# [Exercise goal]
Reproduce every row below without changing a character, and leave the pictures out.

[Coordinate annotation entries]
-------

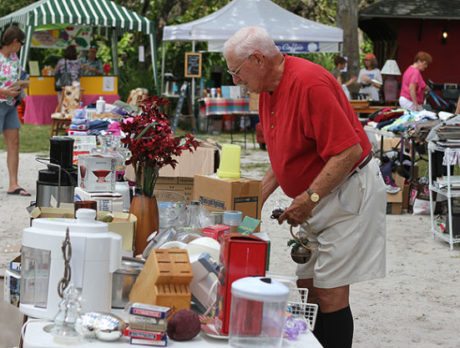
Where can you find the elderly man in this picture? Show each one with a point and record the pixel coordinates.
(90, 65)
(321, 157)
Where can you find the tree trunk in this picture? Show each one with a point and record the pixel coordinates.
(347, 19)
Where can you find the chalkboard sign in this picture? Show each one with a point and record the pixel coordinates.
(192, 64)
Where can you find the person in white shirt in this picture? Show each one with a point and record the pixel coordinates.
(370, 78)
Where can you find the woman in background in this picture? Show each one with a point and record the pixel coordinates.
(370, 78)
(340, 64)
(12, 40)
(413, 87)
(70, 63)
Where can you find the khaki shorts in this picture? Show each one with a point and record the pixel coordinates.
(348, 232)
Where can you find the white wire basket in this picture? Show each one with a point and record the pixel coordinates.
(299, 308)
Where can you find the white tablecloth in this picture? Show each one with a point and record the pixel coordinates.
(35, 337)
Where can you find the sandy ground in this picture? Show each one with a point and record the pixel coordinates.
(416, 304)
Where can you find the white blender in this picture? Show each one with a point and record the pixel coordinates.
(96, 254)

-------

# [Solution for this problem]
Where can you find the elderly man in this picture? Show each one with a point and record the pixel coordinates.
(90, 65)
(321, 157)
Where can you find the tree trunk in this picture? Show each one with a point and record the pixel coordinates.
(347, 19)
Where can you find the chalkboard sign in this picture? Show each one with a point and record the pixel coordinates.
(192, 64)
Where can you find the person in white shirt in this picture? Show each one with a point and record the pixel coordinates.
(370, 78)
Where can you find the woman in background in this picture? Show each one with a point and record the pixel coordinates.
(370, 78)
(340, 64)
(12, 40)
(413, 87)
(70, 63)
Where can you find the khaki shorts in this picture? Show each one with a point and record the pixel coordinates.
(348, 232)
Where can you find the white wire basket in this picture? Show each one with a point and record the pixel coordinates.
(299, 308)
Where can you find the white tablecloth in this picture? Show each one with a point and record the pixel coordinates.
(35, 337)
Where can you find the sandy ground in this picture? Show each one with a point and record the pixel coordinates.
(416, 304)
Where can you find the white blender in this picture? Show each one with a point and record the pixel coordinates.
(96, 254)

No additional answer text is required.